--- Challenge ---
Extract each line of the items below and copy it out without any change.

--- Items excerpted from a collection ---
┄┄┄┄┄┄┄┄┄┄

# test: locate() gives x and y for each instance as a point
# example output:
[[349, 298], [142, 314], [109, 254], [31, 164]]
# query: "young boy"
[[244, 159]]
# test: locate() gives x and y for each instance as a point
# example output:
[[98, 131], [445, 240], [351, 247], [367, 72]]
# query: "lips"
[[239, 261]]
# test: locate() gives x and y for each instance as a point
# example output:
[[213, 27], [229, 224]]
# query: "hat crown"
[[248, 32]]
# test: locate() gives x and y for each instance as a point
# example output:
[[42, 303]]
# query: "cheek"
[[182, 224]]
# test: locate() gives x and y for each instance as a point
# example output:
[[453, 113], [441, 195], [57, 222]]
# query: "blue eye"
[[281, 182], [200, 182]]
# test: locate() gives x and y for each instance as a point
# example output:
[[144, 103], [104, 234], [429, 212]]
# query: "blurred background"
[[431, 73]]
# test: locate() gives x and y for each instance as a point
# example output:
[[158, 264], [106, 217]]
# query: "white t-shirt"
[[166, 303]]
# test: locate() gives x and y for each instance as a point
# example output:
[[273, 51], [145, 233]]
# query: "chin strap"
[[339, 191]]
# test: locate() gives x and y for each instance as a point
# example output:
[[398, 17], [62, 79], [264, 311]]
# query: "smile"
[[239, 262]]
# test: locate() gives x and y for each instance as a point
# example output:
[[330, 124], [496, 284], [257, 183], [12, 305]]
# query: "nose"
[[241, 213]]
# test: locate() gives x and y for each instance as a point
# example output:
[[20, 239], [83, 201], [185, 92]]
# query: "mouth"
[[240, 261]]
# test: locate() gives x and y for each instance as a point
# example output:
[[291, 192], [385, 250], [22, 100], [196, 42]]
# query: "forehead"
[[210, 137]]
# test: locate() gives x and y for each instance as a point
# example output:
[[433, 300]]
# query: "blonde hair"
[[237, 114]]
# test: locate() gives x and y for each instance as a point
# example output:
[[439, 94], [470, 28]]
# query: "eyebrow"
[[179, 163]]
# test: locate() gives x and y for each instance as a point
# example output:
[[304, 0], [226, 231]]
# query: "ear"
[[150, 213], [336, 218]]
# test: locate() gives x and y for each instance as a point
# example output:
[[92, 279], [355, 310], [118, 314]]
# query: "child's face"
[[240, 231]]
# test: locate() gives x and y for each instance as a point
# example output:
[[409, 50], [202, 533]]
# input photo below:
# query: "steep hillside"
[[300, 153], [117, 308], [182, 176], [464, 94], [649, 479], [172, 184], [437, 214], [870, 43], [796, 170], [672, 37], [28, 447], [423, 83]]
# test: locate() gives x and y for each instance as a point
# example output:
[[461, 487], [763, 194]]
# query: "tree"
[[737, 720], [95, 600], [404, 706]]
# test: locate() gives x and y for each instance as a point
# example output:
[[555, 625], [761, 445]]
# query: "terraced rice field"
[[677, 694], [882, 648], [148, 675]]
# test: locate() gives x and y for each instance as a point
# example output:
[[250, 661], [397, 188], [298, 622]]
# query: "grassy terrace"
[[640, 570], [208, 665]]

┄┄┄┄┄┄┄┄┄┄

--- Exercise result ---
# test: locate() gives x and y for each instance as a point
# example output:
[[349, 298], [142, 314], [109, 254], [31, 164]]
# query: "young boy"
[[244, 159]]
# test: locate() gives x and y for each instance as a point
# example output:
[[98, 131], [445, 240], [351, 247], [367, 72]]
# query: "lips"
[[239, 261]]
# test: locate() gives x and y for each instance as a point
# example output:
[[213, 27], [229, 224]]
# query: "hat crown"
[[248, 32]]
# test: locate() gives x and y for each instance as a point
# example output:
[[42, 303]]
# query: "cheek"
[[182, 224]]
# test: locate() gives x and y for each instance as a point
# example output:
[[453, 113], [441, 195], [57, 222]]
# query: "blue eye"
[[281, 182], [200, 182]]
# test: locate() gives x and y for each instance as a point
# example output:
[[144, 103], [104, 234], [429, 212]]
# query: "blurred background"
[[431, 73]]
# test: locate() gives x and y for each instance as a point
# example output:
[[158, 264], [106, 217]]
# query: "white t-shirt"
[[166, 303]]
# test: locate() gives x and y for each instance as a point
# example output:
[[273, 51], [145, 233]]
# query: "chin strap"
[[339, 191]]
# test: locate() gives x and y for each instance as a point
# example output:
[[398, 17], [62, 79], [264, 311]]
# query: "smile"
[[239, 262]]
# test: locate() gives x and y for each instance as a point
# example output:
[[330, 124], [496, 284], [257, 183], [12, 305]]
# query: "nose"
[[241, 213]]
# test: locate() gives x and y for each instance as a point
# example output:
[[20, 239], [83, 201], [185, 92]]
# query: "mouth"
[[240, 261]]
# test: locate() gives x and y for each instance as a point
# example output:
[[291, 192], [385, 250], [22, 100], [196, 42]]
# query: "forehead"
[[210, 137]]
# test: locate() gives x and y for each instance as a point
# example output:
[[433, 300]]
# query: "blonde hair"
[[237, 114]]
# test: locate() gives x and y for each instance as a point
# example output:
[[439, 94], [470, 28]]
# query: "eyebrow"
[[179, 163]]
# test: locate() gives x and y for each instance as a point
# example output:
[[304, 0], [226, 231]]
# query: "ear"
[[150, 213], [336, 218]]
# test: locate() gives x and y for each instance as a point
# example output:
[[92, 279], [355, 310], [118, 314]]
# query: "child's face"
[[240, 231]]
# test: locate() gives x and y for each instance as a point
# example output:
[[409, 50], [202, 533]]
# input photo below:
# query: "steep hillside"
[[300, 153], [117, 308], [182, 176], [464, 94], [649, 479], [172, 184], [437, 214], [870, 43], [796, 170], [672, 37], [28, 447], [423, 83]]
# test: locate() gives x and y for each instance as a point
# example output:
[[461, 487], [763, 194]]
# query: "tree"
[[737, 720], [95, 600], [404, 706]]
# test: locate() gives x and y for each instance as a point
# example output:
[[555, 625], [761, 445]]
# query: "terraced rice field"
[[677, 694], [882, 648], [148, 675]]
# test: locate() gives x and y for each instance as a point
# example output:
[[250, 661], [397, 188], [298, 622]]
# query: "grassy terrace"
[[640, 570], [208, 665]]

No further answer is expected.